→ GIVEN INSTRUCTION 1
Please reproduce the section of the forum post on early marriage among Jehovah's Witnesses starting at "by doubtful 13" and ending at "near-teenage weddings! Why?".
→ GIVEN INSTRUCTION 2
Write the next part of the forum post on early marriage among Jehovah's Witnesses, picking up after its final sentence.

→ SELECTED TEXT

JWs and Infant Weddings - Marry as young as legally possible

by doubtful 13 Replies latest jw friends

  • doubtful
    doubtful

    It sickens me to hear the venemous propoganda against the evils of higher education. They talk so much about how it consumes valuable time during one's youth - how it takes away time from pursuing spiritual goals like pioneer service, missionary service, MTS, Bethel, etc..That's one of their biggest talking points in their argument against a college education. Their other point is that we shouldn't be preparing for a long stay in this system, so why the need to prepare for a lucrative and satisfying career by attending college for 4 years, when time is running out, and the Big A is literally right around the corner...it shows a lack of faith in Jah's promises and a materialistic attitude..etc.

    Yet..they never say anything about the countless thousands of teenage or near-teenage weddings! Why?

    It saddens me to see so many drone witness youth getting married at such startingly young ages as if they lived prior to the industrial revolution or something and were trying to extract every year out of life for child bearing because their life expectancy and infant mortality rate was so low.

    The average "normal" person in the U.S. today gets married at a much later age..Before women used to get married as soon as they reached child bearing age..later as soon as they were legally able to wed.. - ie - 16-18...and in more recent times (20th century) maybe a few years after graduating secondary school. This was because women were always financially dependent on their husbands. They needed a man to work and provide for them, as very little jobs were available to women, and women were often intentionally kept uneducated. Since the era of the feminist movement and Women's Liberation, although some discrimination does still exist, by and large most women have no trouble getting an education and pursuing a career while earning more than enough to support themselves.

    Yet, in the Leave it to Beaver society that is Watchtower land, young witness girls are always encouraged to just pioneer and attract a "hard-working brother to support you"..They're programmed to expect nothing more out of life than to reach 18 and immediately look for a husband to support them so they can be a housewife for the rest of their days.

→ GIVEN ENTRIES
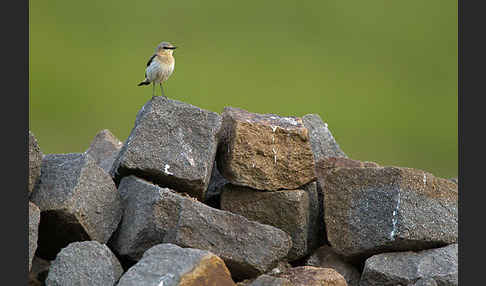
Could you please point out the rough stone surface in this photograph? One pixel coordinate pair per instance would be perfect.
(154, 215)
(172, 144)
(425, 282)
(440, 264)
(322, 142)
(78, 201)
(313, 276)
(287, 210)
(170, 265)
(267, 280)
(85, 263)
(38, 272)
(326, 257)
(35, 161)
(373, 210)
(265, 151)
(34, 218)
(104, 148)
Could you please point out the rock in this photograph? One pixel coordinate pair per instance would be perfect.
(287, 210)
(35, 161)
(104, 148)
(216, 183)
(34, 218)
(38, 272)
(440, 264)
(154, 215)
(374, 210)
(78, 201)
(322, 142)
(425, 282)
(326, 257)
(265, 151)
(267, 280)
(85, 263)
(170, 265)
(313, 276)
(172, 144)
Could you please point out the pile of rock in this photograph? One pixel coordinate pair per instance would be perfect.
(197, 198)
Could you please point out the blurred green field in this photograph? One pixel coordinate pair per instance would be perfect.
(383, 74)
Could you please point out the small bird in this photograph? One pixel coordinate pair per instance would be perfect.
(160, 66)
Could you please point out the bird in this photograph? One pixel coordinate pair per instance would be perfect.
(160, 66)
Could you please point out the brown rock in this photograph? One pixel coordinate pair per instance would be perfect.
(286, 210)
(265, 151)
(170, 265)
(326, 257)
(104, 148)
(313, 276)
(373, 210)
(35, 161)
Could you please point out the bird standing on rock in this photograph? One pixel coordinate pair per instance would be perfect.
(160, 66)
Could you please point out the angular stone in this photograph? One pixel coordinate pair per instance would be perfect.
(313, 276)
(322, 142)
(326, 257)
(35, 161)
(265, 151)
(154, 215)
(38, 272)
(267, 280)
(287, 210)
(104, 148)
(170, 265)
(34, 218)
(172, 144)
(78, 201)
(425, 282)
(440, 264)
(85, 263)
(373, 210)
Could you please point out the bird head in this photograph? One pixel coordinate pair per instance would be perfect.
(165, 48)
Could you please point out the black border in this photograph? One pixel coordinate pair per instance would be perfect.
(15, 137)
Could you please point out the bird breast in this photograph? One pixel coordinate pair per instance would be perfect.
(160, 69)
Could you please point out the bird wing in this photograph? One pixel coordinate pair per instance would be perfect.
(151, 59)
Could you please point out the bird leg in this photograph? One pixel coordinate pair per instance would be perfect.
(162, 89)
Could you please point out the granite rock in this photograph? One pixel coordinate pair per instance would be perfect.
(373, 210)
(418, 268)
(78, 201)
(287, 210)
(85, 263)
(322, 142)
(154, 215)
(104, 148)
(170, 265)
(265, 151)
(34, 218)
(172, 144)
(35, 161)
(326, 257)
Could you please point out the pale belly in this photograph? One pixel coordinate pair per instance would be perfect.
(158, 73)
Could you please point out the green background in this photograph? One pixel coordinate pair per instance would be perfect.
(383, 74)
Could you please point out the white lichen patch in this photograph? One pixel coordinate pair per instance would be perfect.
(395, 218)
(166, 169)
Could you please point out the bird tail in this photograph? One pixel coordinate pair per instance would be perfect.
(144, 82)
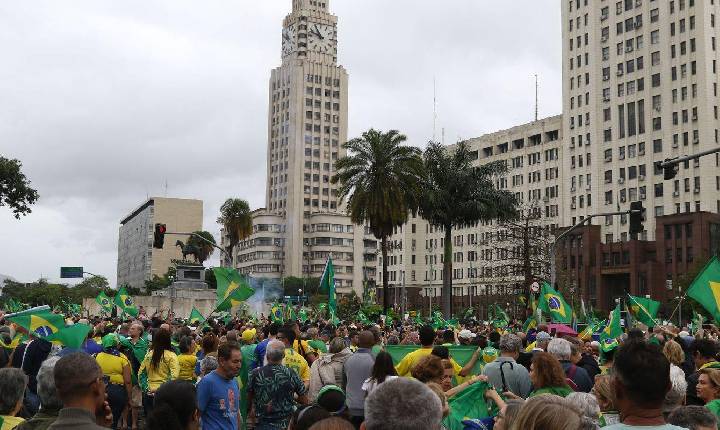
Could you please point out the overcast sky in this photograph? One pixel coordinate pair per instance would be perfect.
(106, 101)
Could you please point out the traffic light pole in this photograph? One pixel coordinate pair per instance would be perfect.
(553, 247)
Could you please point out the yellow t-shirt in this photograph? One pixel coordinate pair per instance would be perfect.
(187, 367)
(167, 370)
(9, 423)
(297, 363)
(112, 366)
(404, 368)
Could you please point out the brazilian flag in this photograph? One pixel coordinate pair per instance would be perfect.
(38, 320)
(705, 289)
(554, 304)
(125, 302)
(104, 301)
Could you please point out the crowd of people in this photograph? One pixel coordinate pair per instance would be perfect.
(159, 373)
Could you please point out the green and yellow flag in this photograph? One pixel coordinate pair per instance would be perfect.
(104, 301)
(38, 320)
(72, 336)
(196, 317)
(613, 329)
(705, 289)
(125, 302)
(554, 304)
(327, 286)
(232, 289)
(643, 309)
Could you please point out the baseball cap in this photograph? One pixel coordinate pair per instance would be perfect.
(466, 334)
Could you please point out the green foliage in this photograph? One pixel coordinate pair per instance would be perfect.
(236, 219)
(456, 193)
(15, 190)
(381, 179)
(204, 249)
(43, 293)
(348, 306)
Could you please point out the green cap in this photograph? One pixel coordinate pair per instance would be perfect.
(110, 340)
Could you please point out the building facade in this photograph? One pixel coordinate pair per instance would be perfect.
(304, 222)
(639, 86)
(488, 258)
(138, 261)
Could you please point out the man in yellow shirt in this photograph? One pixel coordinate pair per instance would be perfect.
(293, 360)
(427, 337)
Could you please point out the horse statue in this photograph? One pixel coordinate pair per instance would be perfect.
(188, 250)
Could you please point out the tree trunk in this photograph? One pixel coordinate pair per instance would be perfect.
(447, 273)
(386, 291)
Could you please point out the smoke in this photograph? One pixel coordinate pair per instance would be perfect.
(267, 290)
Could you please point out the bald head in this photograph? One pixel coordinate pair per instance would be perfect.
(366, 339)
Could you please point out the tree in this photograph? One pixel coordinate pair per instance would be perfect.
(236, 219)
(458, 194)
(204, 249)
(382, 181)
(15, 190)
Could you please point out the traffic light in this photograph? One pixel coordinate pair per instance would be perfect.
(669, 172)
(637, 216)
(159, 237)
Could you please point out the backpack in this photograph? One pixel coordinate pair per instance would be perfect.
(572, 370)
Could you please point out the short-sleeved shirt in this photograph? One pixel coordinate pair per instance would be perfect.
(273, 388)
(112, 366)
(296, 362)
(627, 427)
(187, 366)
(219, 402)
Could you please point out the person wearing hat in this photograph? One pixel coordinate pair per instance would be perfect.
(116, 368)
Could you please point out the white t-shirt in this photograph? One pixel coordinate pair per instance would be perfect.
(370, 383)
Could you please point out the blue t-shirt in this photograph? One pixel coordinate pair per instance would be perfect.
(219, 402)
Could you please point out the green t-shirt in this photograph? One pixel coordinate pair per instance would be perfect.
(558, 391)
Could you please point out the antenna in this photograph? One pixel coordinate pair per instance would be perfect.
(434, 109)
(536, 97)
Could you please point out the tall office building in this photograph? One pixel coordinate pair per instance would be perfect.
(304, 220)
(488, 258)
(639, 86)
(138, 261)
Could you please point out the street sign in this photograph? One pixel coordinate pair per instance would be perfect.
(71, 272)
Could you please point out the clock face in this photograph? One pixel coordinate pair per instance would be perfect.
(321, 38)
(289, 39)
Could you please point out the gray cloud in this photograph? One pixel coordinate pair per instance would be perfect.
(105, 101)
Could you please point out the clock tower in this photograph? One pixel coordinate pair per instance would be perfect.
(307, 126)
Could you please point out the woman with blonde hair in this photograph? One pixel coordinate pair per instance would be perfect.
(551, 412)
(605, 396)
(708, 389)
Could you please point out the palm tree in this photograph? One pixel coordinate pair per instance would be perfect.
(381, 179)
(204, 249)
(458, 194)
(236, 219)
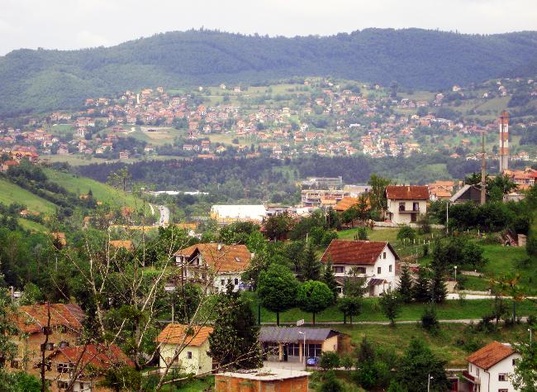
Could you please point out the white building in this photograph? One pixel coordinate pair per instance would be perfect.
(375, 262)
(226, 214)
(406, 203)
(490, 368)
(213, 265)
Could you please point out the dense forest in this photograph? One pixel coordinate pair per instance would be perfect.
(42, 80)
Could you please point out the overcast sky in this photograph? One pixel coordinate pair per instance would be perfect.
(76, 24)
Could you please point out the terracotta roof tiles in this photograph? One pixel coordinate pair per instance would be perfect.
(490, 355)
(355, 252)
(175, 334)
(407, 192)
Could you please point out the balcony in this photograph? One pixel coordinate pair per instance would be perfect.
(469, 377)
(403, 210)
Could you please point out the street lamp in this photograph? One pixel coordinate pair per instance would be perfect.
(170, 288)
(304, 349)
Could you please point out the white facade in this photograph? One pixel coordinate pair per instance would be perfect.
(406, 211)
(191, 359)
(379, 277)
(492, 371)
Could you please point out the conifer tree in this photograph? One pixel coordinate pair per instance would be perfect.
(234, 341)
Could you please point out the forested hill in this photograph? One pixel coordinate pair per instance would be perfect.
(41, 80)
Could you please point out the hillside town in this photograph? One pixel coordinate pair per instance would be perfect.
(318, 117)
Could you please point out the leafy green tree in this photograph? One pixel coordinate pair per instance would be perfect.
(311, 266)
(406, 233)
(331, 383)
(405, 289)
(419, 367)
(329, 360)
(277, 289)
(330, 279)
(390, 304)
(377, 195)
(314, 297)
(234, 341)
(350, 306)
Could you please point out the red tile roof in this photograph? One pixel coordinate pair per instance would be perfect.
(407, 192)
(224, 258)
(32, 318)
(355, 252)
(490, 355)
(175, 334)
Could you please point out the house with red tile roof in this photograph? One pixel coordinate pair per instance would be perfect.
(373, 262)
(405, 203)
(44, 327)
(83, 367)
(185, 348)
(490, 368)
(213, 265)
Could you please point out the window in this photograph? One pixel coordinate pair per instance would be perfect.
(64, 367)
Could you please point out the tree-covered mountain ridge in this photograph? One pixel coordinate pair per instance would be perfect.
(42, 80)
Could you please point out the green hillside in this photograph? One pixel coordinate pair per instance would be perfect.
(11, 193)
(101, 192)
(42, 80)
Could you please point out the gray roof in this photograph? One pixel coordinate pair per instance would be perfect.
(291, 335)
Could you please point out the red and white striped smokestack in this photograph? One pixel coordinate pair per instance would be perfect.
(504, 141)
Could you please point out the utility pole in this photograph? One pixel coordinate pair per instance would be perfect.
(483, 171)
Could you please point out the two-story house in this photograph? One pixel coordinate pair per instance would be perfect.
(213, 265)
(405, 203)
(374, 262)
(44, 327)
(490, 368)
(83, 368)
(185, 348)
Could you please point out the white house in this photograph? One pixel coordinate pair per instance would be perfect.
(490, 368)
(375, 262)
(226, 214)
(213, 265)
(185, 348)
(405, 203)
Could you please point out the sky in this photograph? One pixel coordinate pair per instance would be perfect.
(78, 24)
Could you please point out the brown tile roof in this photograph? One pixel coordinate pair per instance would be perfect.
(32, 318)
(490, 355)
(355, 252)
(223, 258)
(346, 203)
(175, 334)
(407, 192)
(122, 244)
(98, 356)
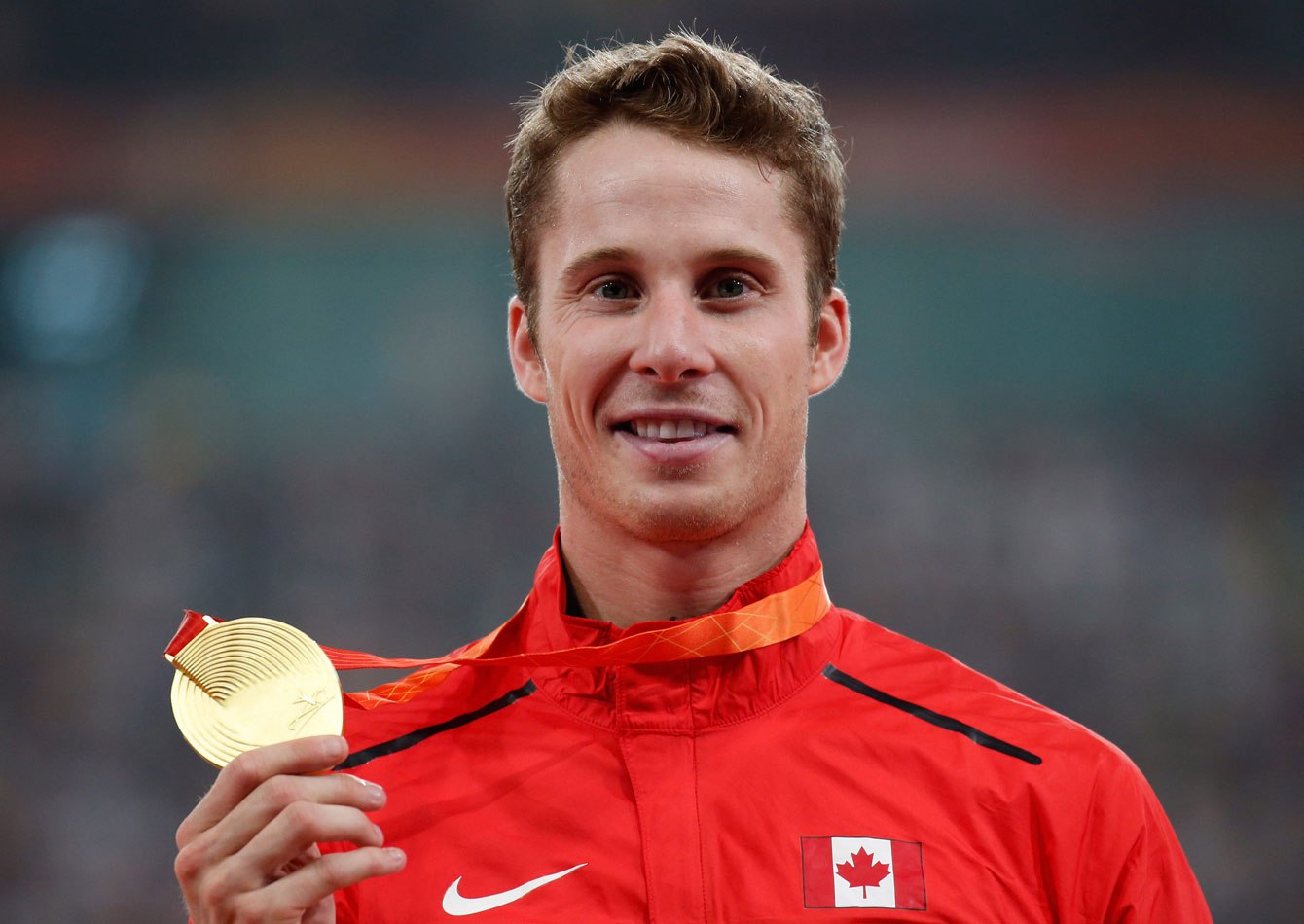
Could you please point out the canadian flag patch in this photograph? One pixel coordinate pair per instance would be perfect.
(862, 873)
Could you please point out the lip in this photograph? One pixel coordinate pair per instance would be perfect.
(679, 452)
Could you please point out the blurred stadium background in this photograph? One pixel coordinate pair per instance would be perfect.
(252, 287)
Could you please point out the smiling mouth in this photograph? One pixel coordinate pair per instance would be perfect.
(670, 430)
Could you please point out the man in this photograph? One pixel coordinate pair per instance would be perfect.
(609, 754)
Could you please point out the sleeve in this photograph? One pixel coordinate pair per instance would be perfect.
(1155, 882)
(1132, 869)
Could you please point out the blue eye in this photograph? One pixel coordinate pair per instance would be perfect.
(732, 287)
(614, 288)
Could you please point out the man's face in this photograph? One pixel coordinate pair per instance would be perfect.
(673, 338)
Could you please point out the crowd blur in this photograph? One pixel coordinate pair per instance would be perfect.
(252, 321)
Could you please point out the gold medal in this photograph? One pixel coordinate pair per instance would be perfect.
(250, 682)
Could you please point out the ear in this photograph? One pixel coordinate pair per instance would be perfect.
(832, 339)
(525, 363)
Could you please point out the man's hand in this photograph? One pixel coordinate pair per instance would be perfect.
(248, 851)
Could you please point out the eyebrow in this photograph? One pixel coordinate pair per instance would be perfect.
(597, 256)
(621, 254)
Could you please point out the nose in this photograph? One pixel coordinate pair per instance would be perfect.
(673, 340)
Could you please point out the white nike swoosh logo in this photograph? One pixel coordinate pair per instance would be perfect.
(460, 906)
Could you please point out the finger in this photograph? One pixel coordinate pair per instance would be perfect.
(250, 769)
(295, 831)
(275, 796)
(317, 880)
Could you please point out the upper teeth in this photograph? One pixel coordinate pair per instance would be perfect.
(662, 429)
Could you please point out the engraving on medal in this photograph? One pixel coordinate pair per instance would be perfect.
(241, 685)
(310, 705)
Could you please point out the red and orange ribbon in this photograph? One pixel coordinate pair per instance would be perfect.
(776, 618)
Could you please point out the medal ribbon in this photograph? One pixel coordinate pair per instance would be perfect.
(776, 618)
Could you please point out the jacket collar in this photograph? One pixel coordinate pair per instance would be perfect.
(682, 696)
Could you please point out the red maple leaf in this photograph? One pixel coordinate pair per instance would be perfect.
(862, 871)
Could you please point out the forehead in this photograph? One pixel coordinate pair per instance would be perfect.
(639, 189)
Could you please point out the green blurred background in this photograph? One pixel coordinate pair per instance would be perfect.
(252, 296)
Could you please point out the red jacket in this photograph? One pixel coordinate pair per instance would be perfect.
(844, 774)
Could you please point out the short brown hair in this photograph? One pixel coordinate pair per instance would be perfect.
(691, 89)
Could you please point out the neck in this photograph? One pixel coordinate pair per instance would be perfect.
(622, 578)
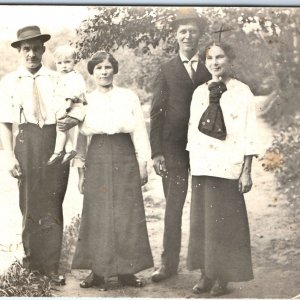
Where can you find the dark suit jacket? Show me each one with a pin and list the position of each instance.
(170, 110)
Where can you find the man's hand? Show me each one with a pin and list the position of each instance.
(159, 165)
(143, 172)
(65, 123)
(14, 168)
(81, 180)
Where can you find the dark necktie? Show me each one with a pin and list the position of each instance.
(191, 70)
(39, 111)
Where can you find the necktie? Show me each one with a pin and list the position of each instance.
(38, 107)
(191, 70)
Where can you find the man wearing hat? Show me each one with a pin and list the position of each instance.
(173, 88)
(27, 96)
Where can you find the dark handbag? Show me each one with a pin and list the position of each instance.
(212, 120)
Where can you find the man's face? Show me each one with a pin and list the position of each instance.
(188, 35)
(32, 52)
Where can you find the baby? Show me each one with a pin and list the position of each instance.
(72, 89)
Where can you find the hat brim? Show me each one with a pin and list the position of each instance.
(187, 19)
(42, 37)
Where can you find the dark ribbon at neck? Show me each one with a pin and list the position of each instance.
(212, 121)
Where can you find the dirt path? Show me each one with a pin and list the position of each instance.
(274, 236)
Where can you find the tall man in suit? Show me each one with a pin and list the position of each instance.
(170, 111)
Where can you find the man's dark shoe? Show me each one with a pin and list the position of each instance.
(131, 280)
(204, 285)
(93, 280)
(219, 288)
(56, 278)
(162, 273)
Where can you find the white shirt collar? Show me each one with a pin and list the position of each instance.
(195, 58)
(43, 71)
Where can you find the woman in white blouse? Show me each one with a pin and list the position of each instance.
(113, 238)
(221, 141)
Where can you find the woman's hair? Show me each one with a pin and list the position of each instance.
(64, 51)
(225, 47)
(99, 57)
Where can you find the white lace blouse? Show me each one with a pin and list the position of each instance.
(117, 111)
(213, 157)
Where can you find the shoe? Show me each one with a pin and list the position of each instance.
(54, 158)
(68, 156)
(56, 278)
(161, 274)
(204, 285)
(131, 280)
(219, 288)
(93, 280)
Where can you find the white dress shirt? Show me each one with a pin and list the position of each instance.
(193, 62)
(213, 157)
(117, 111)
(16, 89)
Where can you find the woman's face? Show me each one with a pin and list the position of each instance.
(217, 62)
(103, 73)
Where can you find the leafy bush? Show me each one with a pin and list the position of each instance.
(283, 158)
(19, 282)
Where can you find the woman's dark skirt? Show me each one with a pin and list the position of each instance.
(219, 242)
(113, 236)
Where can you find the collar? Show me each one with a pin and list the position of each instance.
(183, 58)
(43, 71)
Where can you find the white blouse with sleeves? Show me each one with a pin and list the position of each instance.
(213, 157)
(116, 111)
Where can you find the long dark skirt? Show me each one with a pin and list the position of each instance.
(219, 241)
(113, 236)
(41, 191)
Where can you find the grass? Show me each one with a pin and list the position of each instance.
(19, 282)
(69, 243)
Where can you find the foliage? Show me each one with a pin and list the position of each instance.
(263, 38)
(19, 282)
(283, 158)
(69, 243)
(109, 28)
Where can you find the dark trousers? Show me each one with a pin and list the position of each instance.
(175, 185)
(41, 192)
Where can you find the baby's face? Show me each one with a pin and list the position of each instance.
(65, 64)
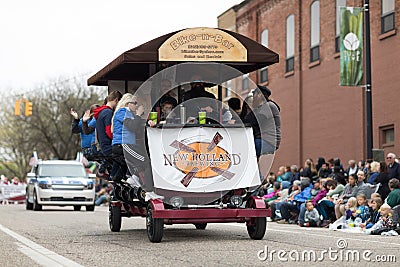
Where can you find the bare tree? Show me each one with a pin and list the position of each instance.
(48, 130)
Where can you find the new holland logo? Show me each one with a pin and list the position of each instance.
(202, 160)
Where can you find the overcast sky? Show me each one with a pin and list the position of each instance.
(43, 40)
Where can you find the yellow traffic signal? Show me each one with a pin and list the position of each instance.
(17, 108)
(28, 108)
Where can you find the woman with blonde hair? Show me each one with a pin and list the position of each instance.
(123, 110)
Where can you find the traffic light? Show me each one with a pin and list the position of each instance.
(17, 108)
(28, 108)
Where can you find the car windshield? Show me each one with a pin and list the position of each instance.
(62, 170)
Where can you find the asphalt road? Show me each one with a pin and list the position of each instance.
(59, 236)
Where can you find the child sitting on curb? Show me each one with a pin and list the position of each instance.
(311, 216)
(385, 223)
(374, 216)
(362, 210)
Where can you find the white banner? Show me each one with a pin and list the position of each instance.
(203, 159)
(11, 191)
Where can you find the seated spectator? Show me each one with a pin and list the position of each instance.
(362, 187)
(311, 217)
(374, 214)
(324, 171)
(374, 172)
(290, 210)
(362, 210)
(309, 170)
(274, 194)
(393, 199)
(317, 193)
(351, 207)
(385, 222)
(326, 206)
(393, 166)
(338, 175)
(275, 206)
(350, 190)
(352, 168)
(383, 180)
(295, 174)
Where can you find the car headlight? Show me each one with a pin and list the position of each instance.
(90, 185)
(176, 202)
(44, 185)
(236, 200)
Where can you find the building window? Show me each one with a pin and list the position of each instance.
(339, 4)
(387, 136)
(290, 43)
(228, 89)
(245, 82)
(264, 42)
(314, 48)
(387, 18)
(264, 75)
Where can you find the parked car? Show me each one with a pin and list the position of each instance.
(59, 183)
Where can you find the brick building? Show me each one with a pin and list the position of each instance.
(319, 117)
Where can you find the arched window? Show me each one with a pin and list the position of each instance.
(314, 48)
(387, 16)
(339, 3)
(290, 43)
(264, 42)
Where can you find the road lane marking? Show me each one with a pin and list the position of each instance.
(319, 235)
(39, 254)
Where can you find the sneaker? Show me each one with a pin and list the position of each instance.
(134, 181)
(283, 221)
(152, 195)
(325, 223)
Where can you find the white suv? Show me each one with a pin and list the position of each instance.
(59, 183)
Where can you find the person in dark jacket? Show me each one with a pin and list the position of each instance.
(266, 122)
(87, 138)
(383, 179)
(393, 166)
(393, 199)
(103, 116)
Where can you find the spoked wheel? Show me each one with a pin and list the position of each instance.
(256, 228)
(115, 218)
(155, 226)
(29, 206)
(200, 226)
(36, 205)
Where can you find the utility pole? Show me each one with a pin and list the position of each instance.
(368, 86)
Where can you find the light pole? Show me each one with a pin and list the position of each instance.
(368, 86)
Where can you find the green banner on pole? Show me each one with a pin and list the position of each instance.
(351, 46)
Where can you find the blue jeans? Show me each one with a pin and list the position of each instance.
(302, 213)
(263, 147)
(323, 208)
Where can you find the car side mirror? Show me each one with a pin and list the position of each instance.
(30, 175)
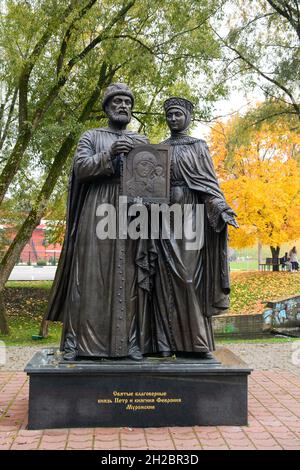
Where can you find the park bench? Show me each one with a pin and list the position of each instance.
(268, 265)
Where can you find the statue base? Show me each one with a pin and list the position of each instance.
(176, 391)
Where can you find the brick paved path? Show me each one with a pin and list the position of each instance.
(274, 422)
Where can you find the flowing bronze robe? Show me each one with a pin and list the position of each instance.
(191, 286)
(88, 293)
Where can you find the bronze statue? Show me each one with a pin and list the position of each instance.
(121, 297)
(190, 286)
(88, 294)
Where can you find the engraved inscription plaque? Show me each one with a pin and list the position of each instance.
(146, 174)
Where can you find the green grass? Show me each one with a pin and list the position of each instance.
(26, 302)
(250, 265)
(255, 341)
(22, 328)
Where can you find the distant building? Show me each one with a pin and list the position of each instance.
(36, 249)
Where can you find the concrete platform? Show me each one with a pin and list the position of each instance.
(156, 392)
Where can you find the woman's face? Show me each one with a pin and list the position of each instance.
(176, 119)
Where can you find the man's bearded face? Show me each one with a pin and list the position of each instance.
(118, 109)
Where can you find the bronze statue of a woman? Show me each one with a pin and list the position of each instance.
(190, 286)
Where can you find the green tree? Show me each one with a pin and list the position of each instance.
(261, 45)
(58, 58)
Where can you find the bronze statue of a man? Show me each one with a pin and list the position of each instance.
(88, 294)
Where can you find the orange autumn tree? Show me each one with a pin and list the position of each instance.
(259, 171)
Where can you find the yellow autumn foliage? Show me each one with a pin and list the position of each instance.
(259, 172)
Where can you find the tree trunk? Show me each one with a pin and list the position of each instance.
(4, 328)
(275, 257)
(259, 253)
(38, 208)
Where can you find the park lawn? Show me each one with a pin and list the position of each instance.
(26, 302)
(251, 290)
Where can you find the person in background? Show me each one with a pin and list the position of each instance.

→ FINAL ANSWER 1
by doubtful 13 Replies latest jw friends

  • doubtful
    doubtful

    It sickens me to hear the venemous propoganda against the evils of higher education. They talk so much about how it consumes valuable time during one's youth - how it takes away time from pursuing spiritual goals like pioneer service, missionary service, MTS, Bethel, etc..That's one of their biggest talking points in their argument against a college education. Their other point is that we shouldn't be preparing for a long stay in this system, so why the need to prepare for a lucrative and satisfying career by attending college for 4 years, when time is running out, and the Big A is literally right around the corner...it shows a lack of faith in Jah's promises and a materialistic attitude..etc.

    Yet..they never say anything about the countless thousands of teenage or near-teenage weddings! Why?

→ FINAL ANSWER 2
    And of course, all the horny JW teenagers who are sexually frustrated and not even allowed to masturbate can't think of anything other than to get married as soon as possible so they can screw their brains out.

    These two factors together lead to one inevitable outcome = witness youth getting married at a ridiculously young age, before they're even done developing emotionally, psychologically, and intellectually..before they've firmly discovered their own identity and settled into the person that they're going to be..before they even experience life on their own as single adults..They go straight from their parents home to married life..

    It's so sad..

    And when they get married..they don't have time or the ability to pursue all the "spiritual goals" that are so often encouraged..They have to slave away at their menial jobs, sometimes having to work two jobs each just to support themselves, and they don't have time to pioneer and "take advantage of their youth".. Yet no one ever bats an eyelash..You never hear talks from the platform discouraging this..Why?

    The answer is simple. Allowing youths to get married so soon is not a threat to the Watchtower, while a university education most certainly is. No honest, object truth seeker can learn what one learns in college, face the evidence and still hold to the bizarre beliefs of the Watchtower.

    Young marriage on the other hand actually plays into their hand rather nicely. These young married couples are kept so busy working away..they'll often have children soon enough, and if not they are still often obligated to stick close to their parents and rely on them for jobs, occassional "loans", etc..and they become very dependent on the only social network they know - the congregation. If they're married they likely won't be able to go to school EVER, and marrying at such a young age predisposes them to a lower income level for the remainder of their life, leading to disatisfaction with life and emotional dependence on MOTHER and the irrational hope of a soon to come Paradise earth!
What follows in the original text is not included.